** Brief **
Extract every line below that contains the word "calculator" and copy each one unchanged.

-*-

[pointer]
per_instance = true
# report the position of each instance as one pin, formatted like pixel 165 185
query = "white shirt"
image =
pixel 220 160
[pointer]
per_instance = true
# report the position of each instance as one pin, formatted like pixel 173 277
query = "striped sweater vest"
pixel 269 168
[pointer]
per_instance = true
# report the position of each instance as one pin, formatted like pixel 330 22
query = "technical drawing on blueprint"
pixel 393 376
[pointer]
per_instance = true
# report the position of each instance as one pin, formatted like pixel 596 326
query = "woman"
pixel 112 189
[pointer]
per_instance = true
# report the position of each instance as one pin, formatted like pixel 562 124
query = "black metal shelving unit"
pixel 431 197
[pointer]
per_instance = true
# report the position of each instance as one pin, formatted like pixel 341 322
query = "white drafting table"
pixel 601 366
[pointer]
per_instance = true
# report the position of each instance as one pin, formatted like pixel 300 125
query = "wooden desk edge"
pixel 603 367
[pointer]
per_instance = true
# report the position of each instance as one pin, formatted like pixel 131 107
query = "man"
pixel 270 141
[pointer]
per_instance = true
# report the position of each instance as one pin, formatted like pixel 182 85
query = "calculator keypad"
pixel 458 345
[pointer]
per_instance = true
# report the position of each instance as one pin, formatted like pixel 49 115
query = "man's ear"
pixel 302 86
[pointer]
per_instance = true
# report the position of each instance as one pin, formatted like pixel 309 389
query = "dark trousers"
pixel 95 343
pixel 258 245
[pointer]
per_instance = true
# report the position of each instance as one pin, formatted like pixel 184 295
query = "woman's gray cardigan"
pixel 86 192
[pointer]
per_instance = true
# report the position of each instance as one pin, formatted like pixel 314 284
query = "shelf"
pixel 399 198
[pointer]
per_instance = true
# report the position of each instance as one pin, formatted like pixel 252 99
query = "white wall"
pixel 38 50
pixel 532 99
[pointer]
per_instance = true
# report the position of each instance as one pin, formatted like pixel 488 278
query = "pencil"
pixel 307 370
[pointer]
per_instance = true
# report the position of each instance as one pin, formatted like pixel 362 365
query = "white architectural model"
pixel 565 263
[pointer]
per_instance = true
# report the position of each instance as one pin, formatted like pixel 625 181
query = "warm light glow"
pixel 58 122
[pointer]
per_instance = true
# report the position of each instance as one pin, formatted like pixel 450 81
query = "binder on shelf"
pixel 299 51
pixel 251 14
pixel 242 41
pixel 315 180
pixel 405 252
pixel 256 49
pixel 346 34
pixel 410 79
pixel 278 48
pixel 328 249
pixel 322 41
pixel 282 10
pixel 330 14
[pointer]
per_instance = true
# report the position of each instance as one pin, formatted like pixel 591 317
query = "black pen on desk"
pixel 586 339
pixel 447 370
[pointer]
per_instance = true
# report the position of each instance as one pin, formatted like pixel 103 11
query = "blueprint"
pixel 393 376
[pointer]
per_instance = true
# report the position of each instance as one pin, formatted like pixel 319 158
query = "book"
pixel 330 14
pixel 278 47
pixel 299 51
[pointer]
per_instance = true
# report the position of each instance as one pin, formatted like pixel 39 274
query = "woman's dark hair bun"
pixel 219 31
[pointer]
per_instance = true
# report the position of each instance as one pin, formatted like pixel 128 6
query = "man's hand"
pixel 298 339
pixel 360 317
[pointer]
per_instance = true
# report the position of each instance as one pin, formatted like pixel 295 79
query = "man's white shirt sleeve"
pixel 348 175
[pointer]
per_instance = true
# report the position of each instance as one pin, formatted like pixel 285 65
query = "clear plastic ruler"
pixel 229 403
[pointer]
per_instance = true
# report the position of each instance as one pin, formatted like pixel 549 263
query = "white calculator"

-*-

** The solution **
query = "calculator keypad"
query = "white calculator"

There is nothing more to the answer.